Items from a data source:
· · · · ·

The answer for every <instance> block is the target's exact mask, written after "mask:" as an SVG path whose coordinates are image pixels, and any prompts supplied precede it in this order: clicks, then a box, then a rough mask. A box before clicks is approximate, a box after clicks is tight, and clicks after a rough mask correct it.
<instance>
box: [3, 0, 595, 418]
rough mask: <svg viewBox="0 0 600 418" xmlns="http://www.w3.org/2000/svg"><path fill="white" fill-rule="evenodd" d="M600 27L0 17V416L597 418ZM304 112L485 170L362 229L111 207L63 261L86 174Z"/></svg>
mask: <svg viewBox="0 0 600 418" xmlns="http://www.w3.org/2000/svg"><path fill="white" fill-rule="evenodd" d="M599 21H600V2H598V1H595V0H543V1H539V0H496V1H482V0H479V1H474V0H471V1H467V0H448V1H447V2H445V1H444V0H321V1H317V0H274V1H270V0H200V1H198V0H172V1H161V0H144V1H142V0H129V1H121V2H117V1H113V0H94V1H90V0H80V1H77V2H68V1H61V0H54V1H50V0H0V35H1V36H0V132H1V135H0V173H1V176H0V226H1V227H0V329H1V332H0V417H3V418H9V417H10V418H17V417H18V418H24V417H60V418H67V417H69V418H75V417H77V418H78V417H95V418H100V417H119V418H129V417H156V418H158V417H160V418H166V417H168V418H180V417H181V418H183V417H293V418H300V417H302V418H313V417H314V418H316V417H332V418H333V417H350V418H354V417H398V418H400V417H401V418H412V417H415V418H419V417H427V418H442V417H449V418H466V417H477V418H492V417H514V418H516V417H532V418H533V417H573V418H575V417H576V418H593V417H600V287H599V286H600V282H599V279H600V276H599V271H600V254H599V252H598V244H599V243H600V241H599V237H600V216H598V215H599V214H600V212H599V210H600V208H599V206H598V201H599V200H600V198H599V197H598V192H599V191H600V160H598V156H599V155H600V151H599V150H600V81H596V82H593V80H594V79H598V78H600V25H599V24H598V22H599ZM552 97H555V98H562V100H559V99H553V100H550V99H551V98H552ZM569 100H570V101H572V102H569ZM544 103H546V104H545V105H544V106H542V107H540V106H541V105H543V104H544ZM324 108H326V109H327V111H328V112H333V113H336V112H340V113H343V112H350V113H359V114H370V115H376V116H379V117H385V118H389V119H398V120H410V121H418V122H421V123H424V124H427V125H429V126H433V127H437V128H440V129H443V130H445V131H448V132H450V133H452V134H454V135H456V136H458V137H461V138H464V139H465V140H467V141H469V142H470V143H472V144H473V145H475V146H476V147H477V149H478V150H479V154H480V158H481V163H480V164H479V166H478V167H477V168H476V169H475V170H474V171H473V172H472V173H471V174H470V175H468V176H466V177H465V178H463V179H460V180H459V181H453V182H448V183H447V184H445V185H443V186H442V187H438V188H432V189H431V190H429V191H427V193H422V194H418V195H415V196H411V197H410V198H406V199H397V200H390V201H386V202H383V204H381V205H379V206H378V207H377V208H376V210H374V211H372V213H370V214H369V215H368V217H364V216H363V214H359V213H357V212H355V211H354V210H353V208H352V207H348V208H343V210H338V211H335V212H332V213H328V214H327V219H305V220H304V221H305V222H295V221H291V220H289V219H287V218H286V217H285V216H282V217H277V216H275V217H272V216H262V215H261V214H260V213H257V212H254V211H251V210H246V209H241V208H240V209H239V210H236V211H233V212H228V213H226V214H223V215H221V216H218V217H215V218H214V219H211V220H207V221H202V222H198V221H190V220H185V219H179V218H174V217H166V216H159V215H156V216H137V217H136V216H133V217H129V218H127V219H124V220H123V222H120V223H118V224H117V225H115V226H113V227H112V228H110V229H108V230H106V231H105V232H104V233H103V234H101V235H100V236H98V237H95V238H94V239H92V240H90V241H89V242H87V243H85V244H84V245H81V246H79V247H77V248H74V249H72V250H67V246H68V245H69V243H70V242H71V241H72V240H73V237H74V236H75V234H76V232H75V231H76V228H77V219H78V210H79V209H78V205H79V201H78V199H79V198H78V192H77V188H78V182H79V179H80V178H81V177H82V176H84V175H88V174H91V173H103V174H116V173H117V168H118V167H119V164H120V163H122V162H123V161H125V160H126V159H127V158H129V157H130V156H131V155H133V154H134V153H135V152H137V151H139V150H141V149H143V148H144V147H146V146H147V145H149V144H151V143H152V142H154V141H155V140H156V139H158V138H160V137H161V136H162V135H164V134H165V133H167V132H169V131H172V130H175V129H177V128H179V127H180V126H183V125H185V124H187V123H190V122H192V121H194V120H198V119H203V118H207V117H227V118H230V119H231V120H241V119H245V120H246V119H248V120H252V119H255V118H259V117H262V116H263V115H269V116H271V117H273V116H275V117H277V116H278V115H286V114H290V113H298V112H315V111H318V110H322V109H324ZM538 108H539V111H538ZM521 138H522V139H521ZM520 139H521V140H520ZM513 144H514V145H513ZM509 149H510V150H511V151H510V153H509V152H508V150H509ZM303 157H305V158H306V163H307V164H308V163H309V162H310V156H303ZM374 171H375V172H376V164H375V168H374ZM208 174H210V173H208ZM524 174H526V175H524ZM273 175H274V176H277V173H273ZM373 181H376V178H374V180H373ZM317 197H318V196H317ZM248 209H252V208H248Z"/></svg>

· · · · ·

WHAT IS EXPECTED
Could you write out all of the records above again, replacing every "rough mask" with "coarse mask" and leaving everything else unchanged?

PROBLEM SOLUTION
The answer for every <instance> block is the target's exact mask, written after "mask:" as an SVG path whose coordinates are image pixels, and any prompts supplied precede it in this order: clicks, then a box, then a coarse mask. A box before clicks is approximate, a box after clicks is tight, and clicks after a coarse mask correct it.
<instance>
box: [3, 0, 595, 418]
coarse mask: <svg viewBox="0 0 600 418" xmlns="http://www.w3.org/2000/svg"><path fill="white" fill-rule="evenodd" d="M600 27L0 17V416L597 418ZM304 112L485 170L362 229L111 207L63 261L86 174Z"/></svg>
mask: <svg viewBox="0 0 600 418" xmlns="http://www.w3.org/2000/svg"><path fill="white" fill-rule="evenodd" d="M599 21H600V2H598V1H595V0H543V1H539V0H496V1H482V0H479V1H474V0H471V1H467V0H448V1H447V2H445V1H444V0H321V1H317V0H274V1H270V0H200V1H198V0H172V1H161V0H144V1H142V0H129V1H121V2H117V1H113V0H94V1H90V0H80V1H77V2H68V1H61V0H54V1H50V0H0V35H1V36H0V132H1V135H0V173H1V176H0V226H1V227H0V329H1V332H0V417H3V418H9V417H10V418H17V417H18V418H24V417H60V418H67V417H69V418H75V417H77V418H78V417H95V418H100V417H119V418H129V417H156V418H158V417H160V418H166V417H168V418H180V417H181V418H183V417H293V418H300V417H302V418H313V417H314V418H316V417H332V418H333V417H350V418H354V417H398V418H400V417H401V418H412V417H415V418H419V417H427V418H442V417H449V418H466V417H477V418H492V417H514V418H516V417H532V418H533V417H573V418H575V417H576V418H593V417H600V287H599V286H600V282H599V279H600V276H599V271H600V254H599V252H598V244H599V243H600V241H599V237H600V216H598V215H599V214H600V212H599V210H600V208H599V206H598V201H599V200H600V198H599V197H598V192H599V191H600V160H598V156H599V155H600V151H599V150H600V81H596V82H593V80H594V79H598V78H600V25H599V24H598V22H599ZM552 97H555V98H562V100H559V99H553V100H550V99H551V98H552ZM569 100H570V101H572V102H569ZM544 103H546V104H545V105H544V106H542V107H540V106H541V105H543V104H544ZM324 108H326V109H327V111H328V112H333V113H336V112H340V113H343V112H350V113H359V114H370V115H376V116H379V117H385V118H389V119H398V120H410V121H418V122H421V123H424V124H427V125H429V126H433V127H437V128H440V129H443V130H445V131H448V132H450V133H452V134H454V135H456V136H458V137H461V138H464V139H465V140H467V141H469V142H470V143H472V144H473V145H475V146H476V147H477V149H478V150H479V154H480V158H481V163H480V164H479V166H478V167H477V168H476V169H475V170H474V171H473V172H472V173H471V174H470V175H468V176H466V177H465V178H463V179H460V180H459V181H453V182H448V183H447V184H445V185H443V186H442V187H438V188H432V189H431V190H429V191H427V193H422V194H418V195H415V196H411V197H410V198H406V199H397V200H390V201H386V202H383V204H381V205H379V206H378V207H377V208H376V210H374V211H372V213H370V214H369V215H368V217H364V216H363V214H359V213H357V212H355V211H354V210H353V208H352V207H348V208H343V210H338V211H335V212H332V213H328V214H327V219H305V220H304V221H305V222H295V221H291V220H289V219H287V218H286V217H285V216H282V217H277V216H275V217H272V216H262V215H261V214H260V213H257V212H254V211H251V210H246V209H241V208H240V209H239V210H236V211H233V212H228V213H226V214H223V215H221V216H218V217H215V218H214V219H211V220H207V221H202V222H198V221H190V220H185V219H179V218H174V217H166V216H159V215H156V216H137V217H136V216H133V217H129V218H127V219H124V220H123V222H120V223H118V224H117V225H115V226H113V227H112V228H110V229H108V230H106V231H105V232H104V233H103V234H101V235H100V236H98V237H95V238H94V239H92V240H90V241H89V242H87V243H85V244H84V245H81V246H79V247H77V248H74V249H72V250H67V246H68V245H69V243H70V242H71V241H72V240H73V237H74V236H75V234H76V232H75V231H76V228H77V219H78V210H79V209H78V205H79V201H78V199H79V198H78V192H77V188H78V182H79V179H80V178H81V177H82V176H84V175H88V174H91V173H103V174H116V173H117V168H118V167H119V164H120V163H122V162H123V161H125V160H126V159H127V158H129V157H130V156H131V155H133V154H134V153H135V152H137V151H139V150H141V149H143V148H144V147H146V146H147V145H149V144H151V143H152V142H154V141H155V140H156V139H158V138H160V137H161V136H162V135H164V134H165V133H167V132H169V131H172V130H175V129H177V128H179V127H180V126H183V125H185V124H187V123H190V122H192V121H194V120H198V119H203V118H207V117H227V118H230V119H231V120H241V119H245V120H246V119H248V120H252V119H255V118H259V117H262V116H263V115H269V116H271V117H273V116H275V117H277V116H278V115H286V114H290V113H298V112H315V111H318V110H322V109H324ZM538 108H539V111H538ZM521 138H522V139H521ZM520 139H521V140H520ZM513 144H514V145H513ZM509 149H510V150H511V151H510V153H509V152H508V150H509ZM303 157H305V158H306V163H307V164H308V163H309V162H310V156H303ZM374 171H375V172H376V164H375V168H374ZM208 174H210V173H208ZM524 174H526V175H524ZM273 175H274V176H277V173H273ZM373 181H376V178H374V180H373ZM317 197H318V196H317ZM248 209H252V208H248Z"/></svg>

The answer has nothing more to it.